Documenttekst -
■ ■ ■ ■ ■
RIP Terence Parsons (1939 – 2022)

In de Verenigde Staten stierf de filosoof Terence Parsons. Parsons was vooral bekend omwille van zijn werk rond het onbestaande.

De man stierf eind juli van dit jaar al. Ik kwam erachter dat hij een onbestaand object geworden toen ik me voor de zoveelste keer in het niet-bestaande verdiepte. De interesse deze keer gewekt na een bezoek aan het Mundaneum in Bergen. Toen stelde ik mij de vraag, mocht men de wereld in een boomstructuur willen gieten, en willen tweedelen middels vertakkingen, zou men zo’n tweedeling niet kunnen beginnen met het ‘echte’ versus het ‘onechte’? Of het materiële versus het immateriële?

Ik stel voor dat we zo tewerk gaan. We zetten in een kamer twee grote manden en schrijven woorden op papiertjes. Die gooien we ofwel in de linkermand ofwel in de rechtermand.

In de linkermand gooien we het ingebeelde, verzonnene, fictieve, imaginaire en denkbeeldige. In de mand aan de rechterkant al wat echt bestaat.

Rechts de dingen – zoals ik al zei – levend of dood: dus banken, stoelen, stootkarren, stiletto’s en stinten. En rhino’s en ringratten. Rozen en rododendrons. Later zullen we de rechtermand leegmaken om die weer te tweedelen: deze keer in het levende en het dode, maar daar vertel ik een andere keer wel eens over.

Het is de linkermand die vandaag onze aandacht vraagt. Op de papiertjes die we erin gooiden staan getallen, woorden (ja papiertjes met het woord ‘woorden’ erop), kleuren, goudbergen, gevoelens, draken, sfinxen, centauren, eenhoorns, zeemeerminnen, vierkante cirkels en ronde vierkanten.

En God natuurlijk.

Waarom begin ik over die tweedeling tussen het echte en het onechte? Omdat zij gelinkt is aan een fundamenteel filosofisch probleem dat de mens als narratief wezen volkomen weet te negeren. Namelijk de problematische aard van een zin als:

“Sherlock Holmes woont in Londen, op het adres Baker Street 221-B.”
■ ■ ■ ■ ■
Aangeleverde gegevens -
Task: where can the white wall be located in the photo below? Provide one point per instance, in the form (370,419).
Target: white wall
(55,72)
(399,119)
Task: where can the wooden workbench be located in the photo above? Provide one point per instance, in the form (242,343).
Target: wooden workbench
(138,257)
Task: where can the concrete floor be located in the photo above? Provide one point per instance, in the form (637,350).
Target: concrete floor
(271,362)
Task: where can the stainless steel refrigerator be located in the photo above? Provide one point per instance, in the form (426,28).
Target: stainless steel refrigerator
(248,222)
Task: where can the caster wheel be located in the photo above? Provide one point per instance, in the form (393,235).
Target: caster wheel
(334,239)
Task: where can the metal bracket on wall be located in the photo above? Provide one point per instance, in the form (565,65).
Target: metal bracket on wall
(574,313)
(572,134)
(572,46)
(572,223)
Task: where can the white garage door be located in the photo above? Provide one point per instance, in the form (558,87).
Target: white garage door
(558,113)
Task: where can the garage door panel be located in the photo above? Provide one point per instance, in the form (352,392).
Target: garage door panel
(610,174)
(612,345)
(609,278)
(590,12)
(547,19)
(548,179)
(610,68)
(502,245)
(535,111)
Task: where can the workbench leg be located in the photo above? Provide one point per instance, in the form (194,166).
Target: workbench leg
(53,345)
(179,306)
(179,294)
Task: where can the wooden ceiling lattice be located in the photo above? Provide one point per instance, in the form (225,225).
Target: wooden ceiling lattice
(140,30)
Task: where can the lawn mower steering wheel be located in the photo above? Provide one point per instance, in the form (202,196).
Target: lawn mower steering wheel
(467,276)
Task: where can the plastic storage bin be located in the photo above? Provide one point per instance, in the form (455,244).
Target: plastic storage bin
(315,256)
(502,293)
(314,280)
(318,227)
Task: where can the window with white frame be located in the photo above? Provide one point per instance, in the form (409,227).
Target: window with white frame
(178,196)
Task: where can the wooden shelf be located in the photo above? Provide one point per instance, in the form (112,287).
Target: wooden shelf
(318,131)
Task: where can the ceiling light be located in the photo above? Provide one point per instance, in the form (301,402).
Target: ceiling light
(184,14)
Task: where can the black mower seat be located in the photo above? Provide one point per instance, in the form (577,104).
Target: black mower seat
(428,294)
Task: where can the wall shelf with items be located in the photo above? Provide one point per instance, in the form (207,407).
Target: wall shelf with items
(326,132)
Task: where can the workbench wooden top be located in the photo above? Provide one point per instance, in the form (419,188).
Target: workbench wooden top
■ ■ ■ ■ ■
Opdracht 1 -
Beantwoord deze vragen over de tekst over Terence Parsons:
(a) Waarom was Parsons vooral bekend?
(b) Na een bezoek aan welke plek werd de interesse deze keer gewekt?
(c) In welke mand gaat al wat echt bestaat?
Opdracht 2 -
Geef uit de tekst over Terence Parsons letterlijk het stuk terug dat begint bij de woorden "RIP Terence Parsons" en eindigt na de woorden "werk rond het onbestaande.".
Opdracht 3 -
Zet de tekst over Terence Parsons voort vanaf het punt waar die ophoudt.

Antwoord 1 -
(a) Om zijn werk rond het onbestaande.
(b) Het Mundaneum in Bergen.
(c) In de rechtermand.

Antwoord 2 -
RIP Terence Parsons (1939 – 2022)

In de Verenigde Staten stierf de filosoof Terence Parsons. Parsons was vooral bekend omwille van zijn werk rond het onbestaande.

Antwoord 3 -
De zin is tot een klassieker binnen de filosofie uitgegroeid.

Luisteraars slaan niet tilt als zij deze zin horen. Zij liggen niet aan diggelen van cognitieve dissonantieschok. Wel integendeel. Zij spitsen hun oren, gebiologeerd prevelend, ‘ga verder…’.

Waarom zouden zij tilt moeten slaan? Omdat Holmes nooit in die straat woonde, hij woonde zelfs in Londen niet, sterker nog, Holmes heeft nooit bestaan.

Maar wij luisteren en knikken en verlangen naar meer.

Ik heb afgelopen week het boek van Parsons, Nonexistent Objects (1980), in huis gehaald. Toen ik het begon te lezen, over Pegasus, centauren, Sherlock Holmes, goudbergen, ronde vierkanten en vierkante cirkels, toen ging het me iets te veel over het verschil to be versus to exist, over zijn vs. bestaan dus. Parsons, en dit is een obsessie van de analytische filosofie, wil bovendien alles in formules gieten.

In plaats van gewoon die linkermand samen leeg te maken en te kijken wat voor moois daar allemaal inzit. En vervolgens samen door Meinongs jungle te banjeren. Dat zou toch mooi kunnen zijn? Hij doet het niet, het was zijn rol niet in dit leven.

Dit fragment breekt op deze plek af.